#### [Aim of the exercise]
What's wanted is a faithful retyping of every entry, pictures excluded.

#### [Records for this task]

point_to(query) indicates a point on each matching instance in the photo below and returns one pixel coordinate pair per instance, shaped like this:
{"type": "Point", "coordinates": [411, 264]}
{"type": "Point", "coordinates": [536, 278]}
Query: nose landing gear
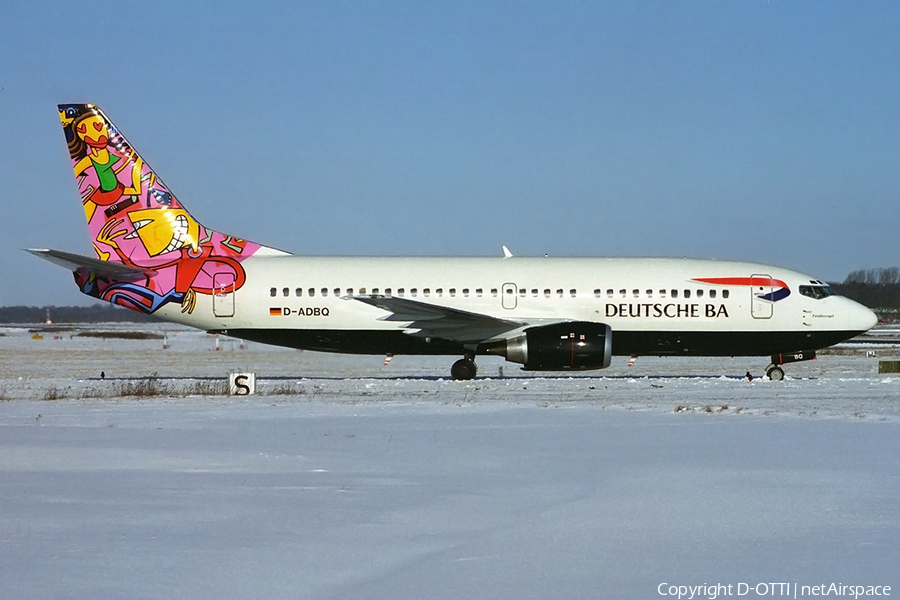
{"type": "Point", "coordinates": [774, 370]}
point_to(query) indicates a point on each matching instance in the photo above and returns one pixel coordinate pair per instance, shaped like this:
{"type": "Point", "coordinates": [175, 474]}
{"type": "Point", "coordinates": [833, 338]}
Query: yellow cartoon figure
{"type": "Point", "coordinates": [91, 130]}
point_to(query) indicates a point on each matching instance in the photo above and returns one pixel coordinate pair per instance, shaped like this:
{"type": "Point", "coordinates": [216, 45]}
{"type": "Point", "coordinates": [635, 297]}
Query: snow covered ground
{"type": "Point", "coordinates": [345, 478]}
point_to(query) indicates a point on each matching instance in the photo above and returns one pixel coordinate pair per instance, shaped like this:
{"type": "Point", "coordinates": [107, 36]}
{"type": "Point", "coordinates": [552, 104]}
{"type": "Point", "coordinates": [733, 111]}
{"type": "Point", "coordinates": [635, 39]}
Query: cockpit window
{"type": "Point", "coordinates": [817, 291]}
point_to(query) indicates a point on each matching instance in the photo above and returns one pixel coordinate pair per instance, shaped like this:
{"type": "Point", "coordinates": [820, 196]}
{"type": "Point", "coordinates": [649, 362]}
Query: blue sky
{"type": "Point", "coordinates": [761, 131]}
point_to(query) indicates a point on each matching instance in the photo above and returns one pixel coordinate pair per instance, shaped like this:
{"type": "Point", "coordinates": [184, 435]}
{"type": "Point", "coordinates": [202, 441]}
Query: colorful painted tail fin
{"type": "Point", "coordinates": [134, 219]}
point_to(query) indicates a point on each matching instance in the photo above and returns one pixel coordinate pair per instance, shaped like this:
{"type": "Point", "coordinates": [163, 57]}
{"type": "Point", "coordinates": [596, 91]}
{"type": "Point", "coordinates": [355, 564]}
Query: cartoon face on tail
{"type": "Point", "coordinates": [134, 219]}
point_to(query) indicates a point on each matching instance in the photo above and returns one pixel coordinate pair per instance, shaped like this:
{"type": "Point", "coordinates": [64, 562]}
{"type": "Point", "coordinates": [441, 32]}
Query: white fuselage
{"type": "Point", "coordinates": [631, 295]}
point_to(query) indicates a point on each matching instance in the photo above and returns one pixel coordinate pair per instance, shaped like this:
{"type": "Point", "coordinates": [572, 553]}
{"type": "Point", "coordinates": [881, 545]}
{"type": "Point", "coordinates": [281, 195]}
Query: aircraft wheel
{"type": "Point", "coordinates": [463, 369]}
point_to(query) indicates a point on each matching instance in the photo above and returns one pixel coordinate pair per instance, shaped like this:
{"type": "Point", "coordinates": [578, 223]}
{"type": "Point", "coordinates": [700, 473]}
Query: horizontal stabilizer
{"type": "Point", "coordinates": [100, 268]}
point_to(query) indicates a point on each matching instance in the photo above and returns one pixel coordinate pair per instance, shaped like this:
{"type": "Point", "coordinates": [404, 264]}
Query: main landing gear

#### [Solution to the exercise]
point_to(query) indicates a point on each matching instance in the photo below and returns one pixel coordinate pair per instance, shaped like this:
{"type": "Point", "coordinates": [411, 264]}
{"type": "Point", "coordinates": [536, 278]}
Query: nose landing gear
{"type": "Point", "coordinates": [774, 370]}
point_to(query) indicates a point on each matching instance in the photo above and returns one pixel coordinate pair per instance, shaped like this:
{"type": "Point", "coordinates": [175, 474]}
{"type": "Point", "coordinates": [833, 338]}
Query: yellow cartoon figure
{"type": "Point", "coordinates": [91, 130]}
point_to(query) indicates a point on each matching instance in the photo above and returns one pixel coordinate pair per instance, shaped like this:
{"type": "Point", "coordinates": [216, 45]}
{"type": "Point", "coordinates": [635, 297]}
Query: snow covered ground
{"type": "Point", "coordinates": [345, 478]}
point_to(query) indicates a point on each matching instance in the photo above and returns one pixel coordinate pair per instance, shaped like this:
{"type": "Point", "coordinates": [107, 36]}
{"type": "Point", "coordinates": [552, 104]}
{"type": "Point", "coordinates": [733, 111]}
{"type": "Point", "coordinates": [635, 39]}
Query: cockpit window
{"type": "Point", "coordinates": [817, 291]}
point_to(query) indicates a point on each matching instance in the photo above and returns one pixel coordinate pair per instance, shaped like this:
{"type": "Point", "coordinates": [820, 196]}
{"type": "Point", "coordinates": [649, 362]}
Query: blue sky
{"type": "Point", "coordinates": [761, 131]}
point_to(query) indicates a point on each matching instance in the photo above and returns one pixel coordinate pair per instance, shaped like this:
{"type": "Point", "coordinates": [184, 435]}
{"type": "Point", "coordinates": [202, 441]}
Query: colorful painted tail fin
{"type": "Point", "coordinates": [134, 219]}
point_to(query) indicates a point on each matching instance in the photo above and returns one pixel coordinate pair per instance, shaped like this:
{"type": "Point", "coordinates": [163, 57]}
{"type": "Point", "coordinates": [596, 91]}
{"type": "Point", "coordinates": [355, 564]}
Query: cartoon face on tail
{"type": "Point", "coordinates": [134, 219]}
point_to(query) indicates a point on each matching instance in the photo above and returns one pixel coordinate pair per instance, shaped like this:
{"type": "Point", "coordinates": [64, 562]}
{"type": "Point", "coordinates": [441, 32]}
Query: white fuselage
{"type": "Point", "coordinates": [631, 295]}
point_to(query) indicates a point on each matching instance in the photo above and returns one pixel coordinate pair per instance, shaped like this:
{"type": "Point", "coordinates": [572, 553]}
{"type": "Point", "coordinates": [881, 545]}
{"type": "Point", "coordinates": [281, 195]}
Query: aircraft wheel
{"type": "Point", "coordinates": [463, 369]}
point_to(query) indicates a point on each matching instance in the photo above and returns one pixel coordinate pair per instance, shaped like this:
{"type": "Point", "coordinates": [578, 223]}
{"type": "Point", "coordinates": [700, 473]}
Query: horizontal stabilizer
{"type": "Point", "coordinates": [100, 268]}
point_to(query) indicates a point on each matching instance in the photo above and returns one pixel coordinate pair per instance, shaped like this:
{"type": "Point", "coordinates": [404, 264]}
Query: main landing gear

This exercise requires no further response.